◆ **Exercise goal**
Update the entries from the start through the line containing "positive clicks: (419, 202)" by changing "rough mask" to "coarse mask", with nothing else altered. Leave the pictures out of your answer.

(Saved entries)
↓

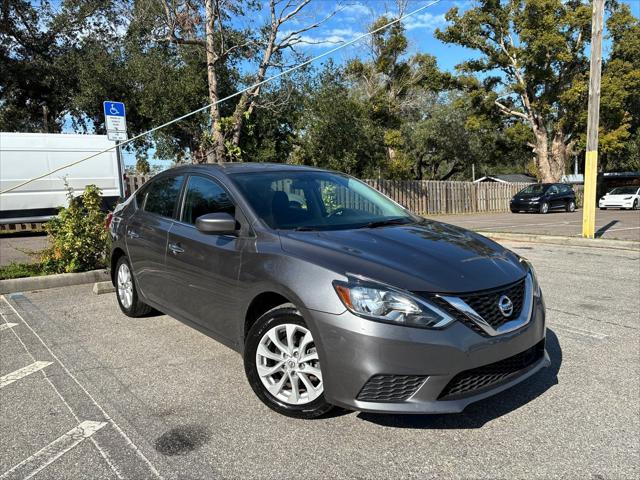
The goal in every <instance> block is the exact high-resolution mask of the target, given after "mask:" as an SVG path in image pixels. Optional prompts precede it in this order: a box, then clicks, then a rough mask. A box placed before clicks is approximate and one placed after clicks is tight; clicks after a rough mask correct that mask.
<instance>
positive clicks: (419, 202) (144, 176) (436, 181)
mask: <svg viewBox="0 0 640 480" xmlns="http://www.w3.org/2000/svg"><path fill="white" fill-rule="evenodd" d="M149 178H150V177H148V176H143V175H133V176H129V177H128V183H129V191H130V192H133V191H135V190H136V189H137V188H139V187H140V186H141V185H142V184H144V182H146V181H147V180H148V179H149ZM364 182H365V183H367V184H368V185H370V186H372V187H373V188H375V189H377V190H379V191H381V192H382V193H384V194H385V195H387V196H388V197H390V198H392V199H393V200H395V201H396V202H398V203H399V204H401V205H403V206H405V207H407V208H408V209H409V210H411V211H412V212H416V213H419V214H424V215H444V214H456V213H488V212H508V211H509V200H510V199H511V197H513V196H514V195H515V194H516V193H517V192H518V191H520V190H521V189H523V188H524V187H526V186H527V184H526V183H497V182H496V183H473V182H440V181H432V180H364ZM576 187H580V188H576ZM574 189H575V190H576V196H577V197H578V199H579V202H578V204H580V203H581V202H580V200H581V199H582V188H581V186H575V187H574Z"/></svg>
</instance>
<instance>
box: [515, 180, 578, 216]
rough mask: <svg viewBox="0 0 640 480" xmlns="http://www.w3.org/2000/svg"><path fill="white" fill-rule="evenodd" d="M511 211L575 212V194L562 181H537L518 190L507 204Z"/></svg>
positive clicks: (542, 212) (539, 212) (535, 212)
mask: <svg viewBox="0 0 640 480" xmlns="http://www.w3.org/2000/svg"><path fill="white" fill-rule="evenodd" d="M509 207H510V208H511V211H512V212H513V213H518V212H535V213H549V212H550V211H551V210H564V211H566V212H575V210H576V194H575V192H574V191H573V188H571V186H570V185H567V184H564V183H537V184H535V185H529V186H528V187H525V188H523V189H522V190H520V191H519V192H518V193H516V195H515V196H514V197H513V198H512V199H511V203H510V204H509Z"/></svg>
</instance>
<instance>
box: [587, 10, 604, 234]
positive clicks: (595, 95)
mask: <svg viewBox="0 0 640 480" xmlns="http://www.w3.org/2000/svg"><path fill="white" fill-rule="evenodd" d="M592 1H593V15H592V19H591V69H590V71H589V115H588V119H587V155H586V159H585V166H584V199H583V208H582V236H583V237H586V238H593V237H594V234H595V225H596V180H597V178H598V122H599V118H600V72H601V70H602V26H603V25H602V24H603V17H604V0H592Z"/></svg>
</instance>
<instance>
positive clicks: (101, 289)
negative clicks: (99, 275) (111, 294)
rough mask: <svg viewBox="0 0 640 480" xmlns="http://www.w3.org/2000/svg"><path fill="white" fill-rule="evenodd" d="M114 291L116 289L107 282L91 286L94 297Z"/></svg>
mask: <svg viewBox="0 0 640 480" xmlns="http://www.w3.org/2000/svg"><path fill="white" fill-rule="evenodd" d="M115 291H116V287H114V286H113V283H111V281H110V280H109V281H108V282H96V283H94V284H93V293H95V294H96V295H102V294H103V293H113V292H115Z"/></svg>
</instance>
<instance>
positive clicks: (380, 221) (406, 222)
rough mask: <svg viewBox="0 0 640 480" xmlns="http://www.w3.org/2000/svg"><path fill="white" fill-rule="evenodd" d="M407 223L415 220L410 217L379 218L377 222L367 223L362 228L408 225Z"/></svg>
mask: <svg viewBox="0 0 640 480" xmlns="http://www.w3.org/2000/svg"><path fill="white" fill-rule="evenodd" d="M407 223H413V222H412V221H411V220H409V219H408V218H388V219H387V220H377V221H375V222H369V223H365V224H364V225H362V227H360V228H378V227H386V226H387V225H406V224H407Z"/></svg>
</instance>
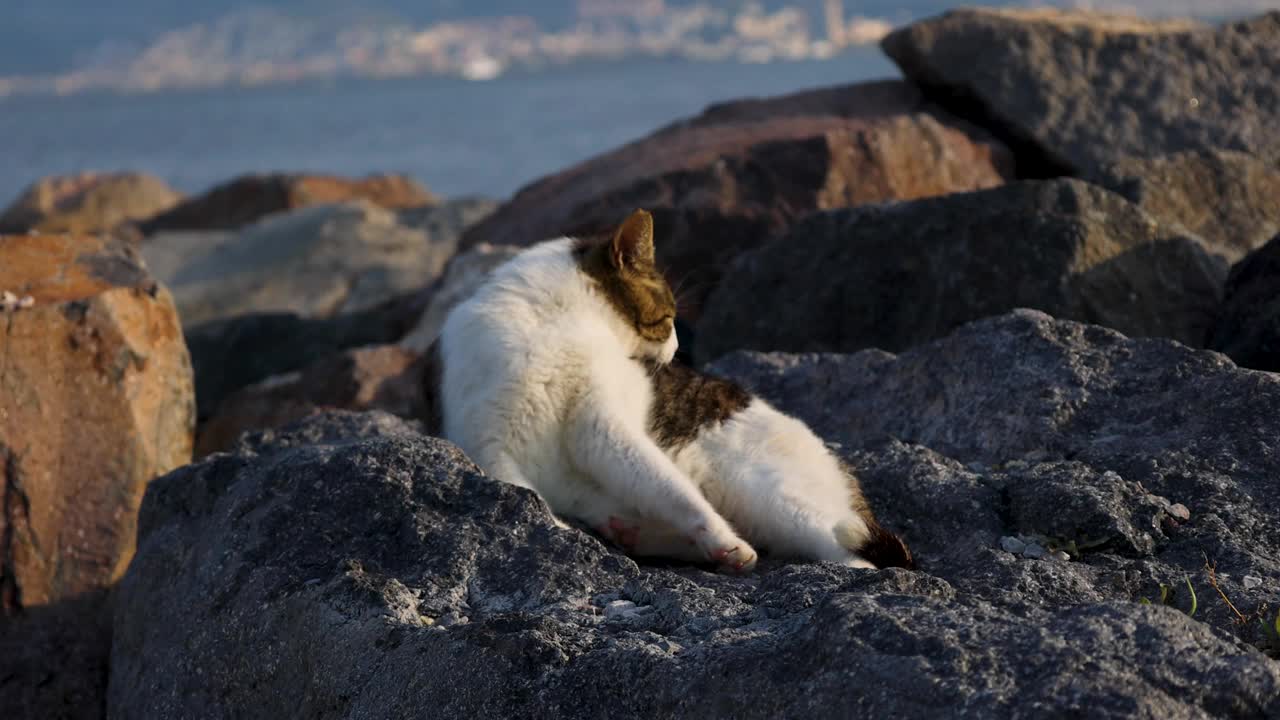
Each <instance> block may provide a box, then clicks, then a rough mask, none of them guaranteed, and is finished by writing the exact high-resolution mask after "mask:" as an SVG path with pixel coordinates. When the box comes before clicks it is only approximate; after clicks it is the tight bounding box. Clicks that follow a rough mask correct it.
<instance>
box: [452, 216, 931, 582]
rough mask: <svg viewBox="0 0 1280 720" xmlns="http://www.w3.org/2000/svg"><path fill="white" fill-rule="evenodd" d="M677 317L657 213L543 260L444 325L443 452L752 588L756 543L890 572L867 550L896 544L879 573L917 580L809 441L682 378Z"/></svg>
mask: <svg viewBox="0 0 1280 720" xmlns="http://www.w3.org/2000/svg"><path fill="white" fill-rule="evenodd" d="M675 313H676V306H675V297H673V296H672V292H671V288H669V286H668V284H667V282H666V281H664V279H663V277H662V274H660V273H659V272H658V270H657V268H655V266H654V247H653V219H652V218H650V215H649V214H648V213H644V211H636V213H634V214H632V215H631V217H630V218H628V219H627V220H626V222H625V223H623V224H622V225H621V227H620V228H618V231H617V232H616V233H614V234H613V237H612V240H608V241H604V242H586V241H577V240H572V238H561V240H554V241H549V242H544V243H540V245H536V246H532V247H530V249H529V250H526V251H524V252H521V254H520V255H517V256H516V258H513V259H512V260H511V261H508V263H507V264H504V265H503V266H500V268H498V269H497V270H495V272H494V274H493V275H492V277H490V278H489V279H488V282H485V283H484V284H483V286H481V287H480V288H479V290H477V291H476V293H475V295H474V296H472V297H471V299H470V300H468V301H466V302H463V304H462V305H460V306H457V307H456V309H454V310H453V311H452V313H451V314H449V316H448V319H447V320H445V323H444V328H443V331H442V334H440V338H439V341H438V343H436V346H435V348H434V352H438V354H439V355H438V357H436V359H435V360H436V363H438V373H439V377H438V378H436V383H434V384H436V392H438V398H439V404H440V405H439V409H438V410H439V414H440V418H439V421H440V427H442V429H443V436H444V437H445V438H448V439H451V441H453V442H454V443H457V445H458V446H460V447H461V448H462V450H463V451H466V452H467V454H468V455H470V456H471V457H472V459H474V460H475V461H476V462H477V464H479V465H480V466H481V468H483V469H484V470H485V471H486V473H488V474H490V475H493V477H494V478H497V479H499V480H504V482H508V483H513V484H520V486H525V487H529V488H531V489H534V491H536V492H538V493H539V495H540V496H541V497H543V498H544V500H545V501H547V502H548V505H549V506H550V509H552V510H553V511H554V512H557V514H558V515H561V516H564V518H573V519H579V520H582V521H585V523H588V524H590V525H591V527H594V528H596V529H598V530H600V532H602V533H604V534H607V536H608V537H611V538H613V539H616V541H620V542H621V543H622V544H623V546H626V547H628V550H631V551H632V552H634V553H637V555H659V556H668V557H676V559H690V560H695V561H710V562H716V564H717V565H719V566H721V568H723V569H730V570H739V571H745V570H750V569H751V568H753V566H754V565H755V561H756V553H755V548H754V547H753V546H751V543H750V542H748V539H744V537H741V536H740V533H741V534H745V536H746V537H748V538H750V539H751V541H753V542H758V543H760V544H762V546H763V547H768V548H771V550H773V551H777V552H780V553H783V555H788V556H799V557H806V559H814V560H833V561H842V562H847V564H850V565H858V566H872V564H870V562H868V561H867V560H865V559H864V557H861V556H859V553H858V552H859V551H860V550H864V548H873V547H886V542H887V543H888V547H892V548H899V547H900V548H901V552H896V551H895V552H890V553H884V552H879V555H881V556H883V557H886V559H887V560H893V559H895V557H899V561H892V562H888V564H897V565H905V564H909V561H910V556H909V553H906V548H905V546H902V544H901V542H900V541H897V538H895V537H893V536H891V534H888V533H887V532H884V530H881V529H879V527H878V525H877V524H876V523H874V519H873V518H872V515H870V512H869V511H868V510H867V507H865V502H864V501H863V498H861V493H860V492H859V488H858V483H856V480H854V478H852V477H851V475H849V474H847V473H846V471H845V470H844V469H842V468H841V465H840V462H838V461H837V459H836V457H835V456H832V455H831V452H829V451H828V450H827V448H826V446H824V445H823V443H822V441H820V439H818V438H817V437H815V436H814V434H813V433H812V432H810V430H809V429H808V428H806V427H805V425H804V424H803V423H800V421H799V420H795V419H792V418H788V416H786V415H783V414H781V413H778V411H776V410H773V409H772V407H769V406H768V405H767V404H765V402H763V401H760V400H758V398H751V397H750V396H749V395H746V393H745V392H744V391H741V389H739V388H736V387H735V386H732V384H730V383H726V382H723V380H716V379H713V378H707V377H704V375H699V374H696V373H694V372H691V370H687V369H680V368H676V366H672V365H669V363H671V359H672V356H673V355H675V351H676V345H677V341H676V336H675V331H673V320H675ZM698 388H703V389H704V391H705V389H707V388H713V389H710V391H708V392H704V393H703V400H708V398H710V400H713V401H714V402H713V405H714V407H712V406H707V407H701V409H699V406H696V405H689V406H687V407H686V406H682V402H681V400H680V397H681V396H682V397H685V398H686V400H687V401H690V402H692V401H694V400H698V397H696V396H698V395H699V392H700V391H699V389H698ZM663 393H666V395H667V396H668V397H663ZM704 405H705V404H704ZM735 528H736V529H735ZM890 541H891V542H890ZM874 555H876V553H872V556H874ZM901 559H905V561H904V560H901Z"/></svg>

↑

◆ **Finished task**
The goal in every <instance> block is the exact high-resolution mask of the target, given after "mask:" as an SVG path in image pixels. Optional prompts precede it in this order: a box, then clicks, then a coarse mask. A box placed before clicks is approximate and one placed after clicks is tight; clicks after a coarse mask correct that mask.
<instance>
positive clicks: (419, 202) (144, 176) (436, 181)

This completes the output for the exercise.